◆ OBJECTIVES ◆
1 > Name every type of frame mentioned in the video compression excerpt.
2 > Answer from the video compression excerpt:
(a) According to what are practical video compression standards not optimal?
(b) Which fundamental technique reduces temporal redundancy?
(c) Regions with high distortion often correspond to what?

◆ SELECTED TEXT ◆
_ _ _
Second, modern video compression algorithms may contain powerful prior information that can be utilized to restore the decoded frame. It has been observed that practical video compression standards are not optimal according to the information theory [9], therefore the resulting compression code streams still have redundancies. It is possible, at least theoretically, to improve the restoration results by exploiting the knowledge hidden in the code streams. For video compression algorithms, inter prediction is a fundamental technique used to reduce temporal redundancy. Therefore, the decoded frame consists of two components: prediction frame and quantized prediction residual. As shown in Fig. 1(g)–(h), the distortion between the original frame and the decoded frame has a strong relationship with quantized prediction residual, i.e., the region which has high distortion often corresponds to high quantized prediction residual values. Therefore, it is possible to enhance the restoration by employing this task-specific prior information.
_ _ _
◆ DATASET SECTION ◆
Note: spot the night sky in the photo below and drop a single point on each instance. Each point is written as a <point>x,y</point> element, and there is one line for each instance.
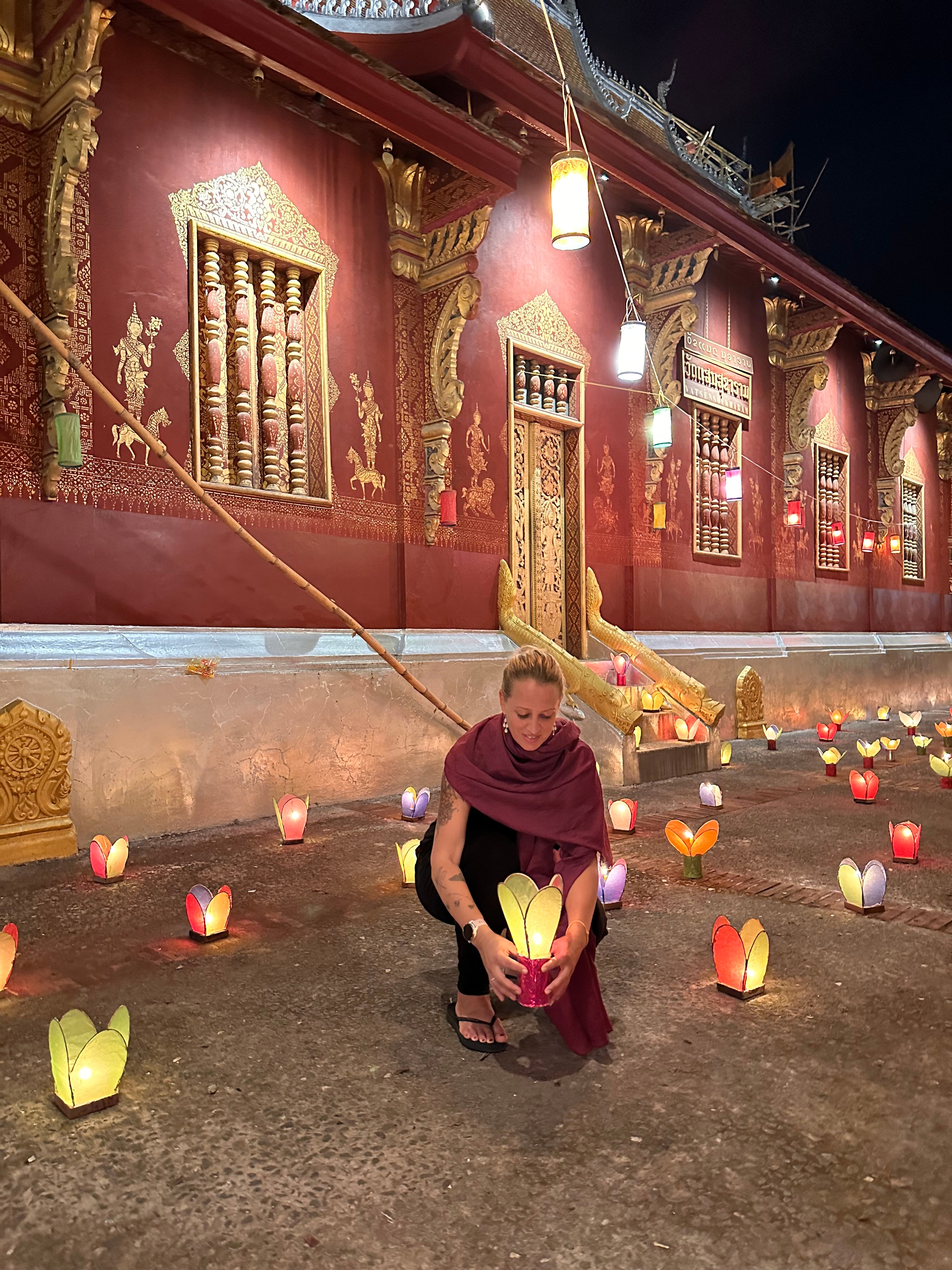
_ _ _
◆ SOLUTION LIST ◆
1 >
decoded frame
prediction frame
original frame

2 >
(a) Information theory
(b) Inter prediction
(c) High quantized prediction residual values